Copy out, word for word, the lines in the entries below, starting at the line that contains "Each instance receives one keypoint. Mark the thick branch" and ending at the line that contains "Each instance receives one keypoint. Mark the thick tree", with both of those lines included.

===== Data for this task

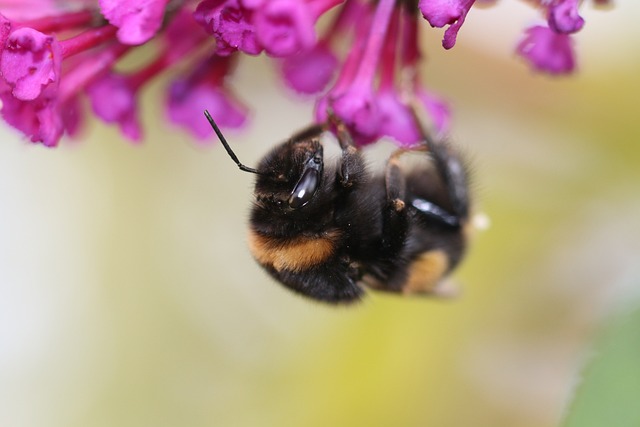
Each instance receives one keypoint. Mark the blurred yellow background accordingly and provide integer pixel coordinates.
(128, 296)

==========
===== Data for this task

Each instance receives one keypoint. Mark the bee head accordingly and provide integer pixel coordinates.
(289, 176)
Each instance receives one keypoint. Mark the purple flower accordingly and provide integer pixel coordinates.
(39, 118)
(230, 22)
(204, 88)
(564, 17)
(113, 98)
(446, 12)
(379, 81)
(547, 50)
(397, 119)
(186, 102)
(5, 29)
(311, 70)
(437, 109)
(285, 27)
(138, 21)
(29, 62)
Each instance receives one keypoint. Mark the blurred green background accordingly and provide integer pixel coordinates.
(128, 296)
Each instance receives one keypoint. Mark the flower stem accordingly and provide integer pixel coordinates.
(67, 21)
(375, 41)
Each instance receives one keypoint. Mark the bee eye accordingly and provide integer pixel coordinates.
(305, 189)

==========
===== Data for this task

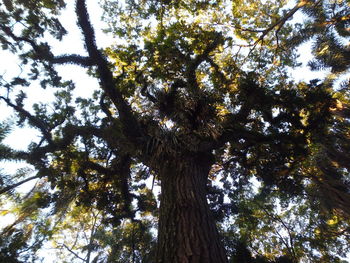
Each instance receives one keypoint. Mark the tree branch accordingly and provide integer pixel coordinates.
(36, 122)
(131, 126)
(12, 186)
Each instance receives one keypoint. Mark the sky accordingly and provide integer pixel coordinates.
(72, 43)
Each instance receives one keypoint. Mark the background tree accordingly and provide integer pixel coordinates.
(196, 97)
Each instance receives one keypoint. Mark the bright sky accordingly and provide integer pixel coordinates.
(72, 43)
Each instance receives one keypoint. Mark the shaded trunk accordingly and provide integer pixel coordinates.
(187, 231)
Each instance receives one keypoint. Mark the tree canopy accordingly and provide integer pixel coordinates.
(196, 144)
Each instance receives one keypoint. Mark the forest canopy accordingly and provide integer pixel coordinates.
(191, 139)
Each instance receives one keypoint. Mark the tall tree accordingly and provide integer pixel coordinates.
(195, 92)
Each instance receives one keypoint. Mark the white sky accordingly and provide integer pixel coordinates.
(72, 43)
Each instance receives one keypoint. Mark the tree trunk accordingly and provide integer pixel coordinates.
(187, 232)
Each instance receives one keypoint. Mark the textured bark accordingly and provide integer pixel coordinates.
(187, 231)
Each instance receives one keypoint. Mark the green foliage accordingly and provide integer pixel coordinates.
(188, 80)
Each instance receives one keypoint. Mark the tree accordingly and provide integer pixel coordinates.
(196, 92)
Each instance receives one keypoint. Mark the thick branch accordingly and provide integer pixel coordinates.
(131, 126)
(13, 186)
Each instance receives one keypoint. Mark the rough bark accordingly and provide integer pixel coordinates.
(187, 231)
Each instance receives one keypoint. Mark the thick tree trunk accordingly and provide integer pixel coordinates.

==========

Solution for this problem ->
Each instance receives one keypoint. Mark the thick branch accordingly and provide integer pixel coordinates.
(131, 126)
(13, 186)
Each instance receives one keypoint. Mark the rough bark accordingly and provide integer pixel coordinates.
(187, 231)
Each instance receives one keypoint. Mark the thick tree trunk accordingly and provide integer pixel coordinates.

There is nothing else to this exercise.